Extracted records
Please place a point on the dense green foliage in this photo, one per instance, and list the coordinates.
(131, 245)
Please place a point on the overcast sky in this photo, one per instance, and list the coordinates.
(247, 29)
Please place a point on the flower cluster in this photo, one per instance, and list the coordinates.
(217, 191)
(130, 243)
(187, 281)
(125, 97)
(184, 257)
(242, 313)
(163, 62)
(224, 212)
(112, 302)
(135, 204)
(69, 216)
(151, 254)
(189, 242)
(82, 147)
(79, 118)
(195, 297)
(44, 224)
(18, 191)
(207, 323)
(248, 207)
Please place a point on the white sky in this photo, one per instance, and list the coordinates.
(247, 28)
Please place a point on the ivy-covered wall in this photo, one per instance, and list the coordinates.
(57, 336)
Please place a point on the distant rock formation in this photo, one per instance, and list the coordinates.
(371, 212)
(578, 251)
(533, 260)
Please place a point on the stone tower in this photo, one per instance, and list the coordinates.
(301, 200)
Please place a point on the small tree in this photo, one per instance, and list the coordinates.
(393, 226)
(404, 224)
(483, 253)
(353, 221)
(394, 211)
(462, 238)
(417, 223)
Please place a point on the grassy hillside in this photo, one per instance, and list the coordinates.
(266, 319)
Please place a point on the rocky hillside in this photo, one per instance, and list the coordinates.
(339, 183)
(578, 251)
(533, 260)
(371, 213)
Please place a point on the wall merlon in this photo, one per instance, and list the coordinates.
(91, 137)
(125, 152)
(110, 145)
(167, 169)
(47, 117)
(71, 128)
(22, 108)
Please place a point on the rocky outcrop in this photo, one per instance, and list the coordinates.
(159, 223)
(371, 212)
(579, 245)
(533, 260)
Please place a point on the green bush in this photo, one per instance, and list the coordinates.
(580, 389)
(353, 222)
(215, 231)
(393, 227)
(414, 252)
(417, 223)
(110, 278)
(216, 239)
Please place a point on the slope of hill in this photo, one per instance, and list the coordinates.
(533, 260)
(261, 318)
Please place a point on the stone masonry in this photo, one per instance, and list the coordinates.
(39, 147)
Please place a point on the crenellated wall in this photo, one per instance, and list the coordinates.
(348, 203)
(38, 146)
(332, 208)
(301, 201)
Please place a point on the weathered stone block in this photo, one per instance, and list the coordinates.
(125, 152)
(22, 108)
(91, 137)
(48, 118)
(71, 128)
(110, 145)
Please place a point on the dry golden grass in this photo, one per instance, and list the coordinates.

**Task instructions:** Repeat word for word each line from the one with "Please place a point on the rocky hillside" to the end of the records above, inclusive.

**Output:**
Please place a point on the rocky hillside in this photo, one per instance, and list the coordinates.
(339, 183)
(578, 251)
(533, 260)
(371, 213)
Please place a point on the wall merlon in this photo, one per instance, and list the coordinates.
(91, 137)
(125, 152)
(110, 145)
(167, 169)
(47, 117)
(71, 128)
(22, 108)
Please place a point on the rocky outcrop in this photo, one per instance, and list the coordinates.
(159, 223)
(371, 212)
(579, 245)
(533, 260)
Please place a point on the green bush in this photo, one per instance, and list the coordinates.
(580, 389)
(353, 222)
(215, 231)
(393, 227)
(414, 252)
(417, 223)
(110, 278)
(216, 239)
Please place a point on the slope of hill in this photo, one per instance, and list the coordinates.
(533, 260)
(261, 318)
Please place a point on the stone masonry in this photo, one per instance, and list the coordinates.
(39, 147)
Please place a point on the crenellated wall in this photo, one per instance, and list the coordinates.
(348, 203)
(38, 146)
(332, 208)
(301, 201)
Please place a point on the weathered stone block in this photo, one per instance, and list the coordinates.
(125, 152)
(22, 108)
(91, 137)
(48, 118)
(71, 128)
(110, 145)
Please place a point on the dry golden grass in this photo, one per instance, and list the coordinates.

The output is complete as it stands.